**EXCERPTED RECORDS**
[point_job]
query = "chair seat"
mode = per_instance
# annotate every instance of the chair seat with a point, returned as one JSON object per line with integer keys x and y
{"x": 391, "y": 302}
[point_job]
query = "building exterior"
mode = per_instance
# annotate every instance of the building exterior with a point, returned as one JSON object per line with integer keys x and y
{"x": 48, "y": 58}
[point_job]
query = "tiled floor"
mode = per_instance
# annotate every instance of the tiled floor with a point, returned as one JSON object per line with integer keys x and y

--

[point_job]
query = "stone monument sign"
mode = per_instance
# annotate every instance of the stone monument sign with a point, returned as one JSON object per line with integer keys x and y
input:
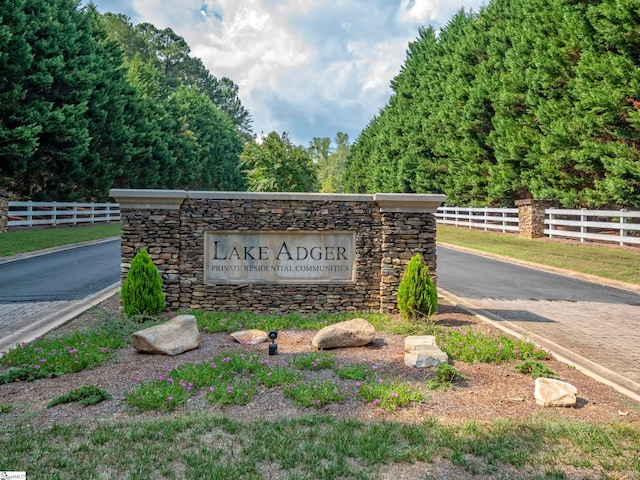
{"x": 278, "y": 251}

**PROBLEM TO SOLVE**
Your reply should consist of one number: how many lines of the material above include the word "tiled".

**WORKED SOLUTION**
2